**TESTO DI PARTENZA**
Una definizione complessiva della funzione giurisdizionale deve conciliare due profili essenziali:

quello soggettivo e quello oggettivo. In relazione al primo profilo, si dà rilievo alla natura del

soggetto cui spetta la decisione, ogni qual volta determinate attività sono attribuite alla

competenza di soggetti appartenenti al corpo giudiziario. In relazione al secondo profilo, invece, si

dà rilievo al carattere oggettivamente giurisdizionale dell’attività svolta, a prescindere dal fatto

che chi decide appartenga al corpo giudiziario oppure no.

Nessuno dei due profili è sufficiente da solo a definire la complessa realtà della funzione

giurisdizionale. Cercando di considerarli insieme, si può allora definirla come funzione diretta

all’applicazione della legge, attivata da impulso delle parti, per risolvere un conflitto o una

controversia, esercitata ad opera di un soggetto terzo (terzietà del giudice), vincolato solo alla

legge, nel rispetto del principio del contraddittorio fra le parti, della pubblicità del procedimento e

della motivazione delle decisioni. Il giudice deve essere passivo nel senso che non spetta al giudice

promuovere l’azione (presupposto al tempo stesso della sua terzietà); deve essere terzo rispetto

alle parti (un giudice non equidistante non sarebbe accettato da entrambe le parti); deve essere

vincolato solo alla legge, non deve cioè ricevere istruzioni (su come giudicare) né dettare lui stesso

il parametro in base al quale decidere la controversia che ha davanti; il contraddittorio garantisce

che ciascuna parte possa farsi sentire dal giudice in condizioni di parità;

la pubblicità del procedimento è garanzia della sua correttezza, mentre la motivazione serve a

consentire forme di controllo successivo (da parte di un altro giudice che per questo è chiamato di

secondo grado).

**ELENCO DATI**
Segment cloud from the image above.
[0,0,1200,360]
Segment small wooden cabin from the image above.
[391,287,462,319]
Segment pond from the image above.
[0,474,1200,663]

**BREVE ESERCIZIO 1**
Rispondi alle seguenti domande sul testo relativo alla funzione giurisdizionale, una per riga:
(a) Quali sono i due profili che una definizione complessiva della funzione giurisdizionale deve conciliare?
(b) Per quale motivo, secondo il testo, il giudice deve essere terzo rispetto alle parti?
(c) A che cosa serve la motivazione delle decisioni?
**BREVE ESERCIZIO 2**
Fornisci il seguito del testo sulla funzione giurisdizionale, riprendendo subito dopo l'ultima frase riportata.

**RISULTATO 1**
(a) Il profilo soggettivo e quello oggettivo.
(b) Perché un giudice non equidistante non sarebbe accettato da entrambe le parti.
(c) A consentire forme di controllo successivo da parte di un altro giudice, detto per questo di secondo grado.

**RISULTATO 2**
A seconda del tipo di giurisdizione, diversi sono nome e ruolo delle parti in causa con riferimento

al soggetto che inizia l’azione e a quello che la subisce o la contrasta: si chiamano attore e

convenuto nel processo civile; pubblico ministero (che rappresenta la potestà punitiva dello stato)

e imputato nel processo penale; ricorrente e resistente nel processo amministrativo (nel quale a

resistere è sempre la pubblica amministrazione).

Differenza della funzione giurisdizionale rispetto:

a) Alla funzione legislativa, il cui compito è produrre norme e la cui espressione tipica è la

legge.

b) Alla funzione esecutivo-amministrativa, il cui compito è dare esecuzione a norme di legge,

ma non in posizione di terzietà né con la specifica finalità di risolvere una controversia,

bensì con lo scopo più generale di perseguire i pubblici interessi attraverso l’adozione di

atti e provvedimenti amministrativi.

Tipica espressione della funzione giurisdizionale è la sentenza: cioè l’atto processuale del giudice

col quale questi risolve la questione sottoposta alla sua attenzione (mentre si chiamano ordinanza

e decreto gli atti del giudice che non definiscono il procedimento, ma ne regolano lo sviluppo).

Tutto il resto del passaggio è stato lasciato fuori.